==== Source ====
Les Bettencourt et le financement de la campagne Sarkozy 2007 : le chèque de 100.000 euros qui accuse ?

mercredi 5 août 2015.
 

Quatre mois seulement avant le premier tour de la présidentielle de 2007, Lilianne Bettencourt avait procédé à un énorme retrait en liquide : 100 000 euros, qu’elle avait chargée sa comptable de tirer en espèces à la banque Dexia, grâce à un chèque auto-libellé dont Marianne s’est procuré le fac similé. Il n’y avait donc pas que les 180 000 euros de la BNP !

La semaine dernière, Marianne publiait les fameux « carnets Bettencourt », ces cahiers de caisses tenus, au jour le jour, de 1995 à fin 2008, par Claire Thibout, l’ex-comptable de Liliane Bettencourt. Des cahiers où elle recensait scrupuleusement les entrées et les sorties d’argent liquide du couple Bettencourt. Sur la période janvier-avril 2007, les quatre mois précédant le 1er tour de l’élection présidentielle, ces carnets avaient révélé près de 400.000 euros d’espèces tirées à la BNP et, surtout, plus de 180.000 euros accompagnés, dans ces carnets, de la mention « Monsieur » ou « M.Bettencourt ». Or, l’ex-comptable a toujours affirmé qu’elle inscrivait l’une ou l’autre de ces mentions lorsque l’argent était destiné à des financements politiques.

Or, cette semaine, Marianne est en mesure d’affirmer que les Bettencourt possédaient d’autres comptes bancaires sur lesquels, en pleine campagne électorale, ils tiraient également des sommes extravagantes en liquide. Notre journal a pu se procurer, en effet, la copie d’un chèque de 100.000 euros, tiré non plus sur BNP-Paribas (comme il est inscrit dans les carnets), mais sur la banque Dexia. Un chèque daté du 21 décembre 2006 que Mme Bettencourt a libellé à son nom et qu’elle a confié à sa comptable, Claire Thibout, pour que celle-ci aille le tirer en espèces au guichet de la banque.

Ce chèque, en voici un fac similé (cliquer sur la vignette pour l’agrandir) :

100.000 euros, donc, en liquide ! Afin que l’ex-comptable ne rencontre aucune difficulté pour se faire remettre l’argent, Mme Bettencourt a même délivré à son employée une autorisation, signée de sa main, que nous nous sommes également procurée et dont voici le contenu : « Je, soussignée, Madame Liliane BETTENCOURT, autorise Madame Claire Thibout à venir chercher à votre agence pour mon compte une somme de 100.000 euros, chèque N° 3794677, tiré le 21 décembre 2006 sur la banque DEXIA. Fait à Neuilly-sur-Seine, le 21 décembre 2006 ».
==== Données enregistrées ====
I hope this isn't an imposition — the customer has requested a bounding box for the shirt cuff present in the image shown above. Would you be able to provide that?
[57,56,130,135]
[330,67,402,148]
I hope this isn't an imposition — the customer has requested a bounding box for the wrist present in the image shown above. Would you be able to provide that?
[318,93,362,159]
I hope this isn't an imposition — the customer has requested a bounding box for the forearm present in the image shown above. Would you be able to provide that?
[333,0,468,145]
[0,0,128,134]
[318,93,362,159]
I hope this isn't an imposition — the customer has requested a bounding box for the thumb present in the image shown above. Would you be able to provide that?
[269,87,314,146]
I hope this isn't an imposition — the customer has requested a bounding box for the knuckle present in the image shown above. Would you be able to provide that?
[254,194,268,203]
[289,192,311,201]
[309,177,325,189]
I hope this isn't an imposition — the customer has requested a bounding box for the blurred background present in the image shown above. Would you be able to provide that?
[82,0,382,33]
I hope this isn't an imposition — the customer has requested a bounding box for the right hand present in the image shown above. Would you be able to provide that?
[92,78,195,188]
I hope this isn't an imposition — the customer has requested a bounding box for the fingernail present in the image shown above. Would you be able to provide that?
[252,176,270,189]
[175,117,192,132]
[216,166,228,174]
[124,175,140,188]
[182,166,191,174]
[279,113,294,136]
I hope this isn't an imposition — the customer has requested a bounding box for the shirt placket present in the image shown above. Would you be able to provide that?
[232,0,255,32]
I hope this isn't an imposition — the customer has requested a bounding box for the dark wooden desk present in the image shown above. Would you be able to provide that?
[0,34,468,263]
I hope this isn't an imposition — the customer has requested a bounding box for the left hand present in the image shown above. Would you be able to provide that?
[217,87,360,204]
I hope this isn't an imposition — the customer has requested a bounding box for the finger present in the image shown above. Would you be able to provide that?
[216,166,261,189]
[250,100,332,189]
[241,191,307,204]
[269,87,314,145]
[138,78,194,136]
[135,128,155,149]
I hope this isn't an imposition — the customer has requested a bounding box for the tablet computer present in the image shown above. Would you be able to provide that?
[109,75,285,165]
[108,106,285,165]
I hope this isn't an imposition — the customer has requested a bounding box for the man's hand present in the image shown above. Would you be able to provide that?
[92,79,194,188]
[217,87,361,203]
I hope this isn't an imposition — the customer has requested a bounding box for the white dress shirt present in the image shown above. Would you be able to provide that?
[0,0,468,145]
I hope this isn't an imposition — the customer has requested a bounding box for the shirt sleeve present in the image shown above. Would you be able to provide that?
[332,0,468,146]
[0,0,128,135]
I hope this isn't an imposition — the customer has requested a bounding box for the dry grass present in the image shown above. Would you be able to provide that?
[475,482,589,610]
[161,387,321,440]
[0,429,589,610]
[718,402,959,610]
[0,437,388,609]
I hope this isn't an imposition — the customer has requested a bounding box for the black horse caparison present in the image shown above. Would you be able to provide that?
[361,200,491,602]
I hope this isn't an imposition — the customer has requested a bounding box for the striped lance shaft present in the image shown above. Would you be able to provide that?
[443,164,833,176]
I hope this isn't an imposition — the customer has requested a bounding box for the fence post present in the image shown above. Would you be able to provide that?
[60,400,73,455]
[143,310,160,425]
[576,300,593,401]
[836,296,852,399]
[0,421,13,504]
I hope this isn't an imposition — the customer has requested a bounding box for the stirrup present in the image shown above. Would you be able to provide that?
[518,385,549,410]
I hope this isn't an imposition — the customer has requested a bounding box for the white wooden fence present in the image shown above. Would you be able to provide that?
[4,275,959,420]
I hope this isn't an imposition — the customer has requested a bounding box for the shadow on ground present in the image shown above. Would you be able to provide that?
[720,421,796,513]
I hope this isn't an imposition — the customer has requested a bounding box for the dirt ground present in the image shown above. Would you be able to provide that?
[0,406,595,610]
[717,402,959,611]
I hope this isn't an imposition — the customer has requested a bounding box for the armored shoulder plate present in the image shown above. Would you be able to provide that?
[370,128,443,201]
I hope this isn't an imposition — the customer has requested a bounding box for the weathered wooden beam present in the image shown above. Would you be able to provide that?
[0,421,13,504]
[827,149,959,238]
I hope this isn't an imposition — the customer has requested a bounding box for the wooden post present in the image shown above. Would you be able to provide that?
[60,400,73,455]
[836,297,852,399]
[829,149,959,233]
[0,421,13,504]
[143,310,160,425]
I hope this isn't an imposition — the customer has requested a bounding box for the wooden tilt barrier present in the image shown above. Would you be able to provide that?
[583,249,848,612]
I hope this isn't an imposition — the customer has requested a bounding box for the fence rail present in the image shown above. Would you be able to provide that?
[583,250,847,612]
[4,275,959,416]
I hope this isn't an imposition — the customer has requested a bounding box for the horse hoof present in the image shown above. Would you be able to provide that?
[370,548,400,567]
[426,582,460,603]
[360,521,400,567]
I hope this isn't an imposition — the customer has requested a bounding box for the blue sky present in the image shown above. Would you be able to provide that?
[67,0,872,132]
====
■ Consigne donnée ■
Poursuivez, s'il vous plaît, l'article sur le chèque Bettencourt de 100 000 euros à la suite de sa dernière phrase. Ce matériau est indépendant de l'article.

■ Résultat obtenu ■
Selon nos informations, Claire Thibout a bien retiré cette somme qu’elle a ensuite remise en mains propres à Mme Bettencourt. A qui ces 100.000 euros étaient-ils destinés, à quatre mois seulement du premier tour de l’élection présidentielle ? Pourquoi cette somme ne figure-t-elle pas dans les carnets de Mme Bettencourt, contrairement à tous les autres retraits en liquide effectués au guichet de la BNP ? La banque Dexia a-t-elle alerté Tracfin, l’organisme chargé de lutter contre les mouvements illicites de capitaux, à propos de cet énorme retrait ? Et si oui, les services de Tracfin ont-ils prévenu leur autorité de tutelle ? Existe-t-il d’autres comptes bancaires sur lesquels le couple Bettencourt tirait des espèces ?

Marianne a pu consulter la liste des comptes des Bettencourt pour les années 2006 et 2007 : outre BNP-Paribas et Dexia, on relève les noms des banques Crédit Lyonnais, Union des Banques Suisses (UBS), Banexi, CCP, BIMP, OBC, HR Finances, Marignan Gestion et même Banco Credito de Balear. L’existence de ce chèque Dexia de 100.000 euros, remis à Mme Bettencourt, est d’autant plus étonnante que, dans les carnets que tenait Claire Thibout, les seules sommes d’argent en espèces attribuées directement à Mme Bettencourt ne dépassent jamais 1500 ou 2000 euros. Pourquoi, ce 21 décembre 2006, une somme aussi importante et pour quoi faire ?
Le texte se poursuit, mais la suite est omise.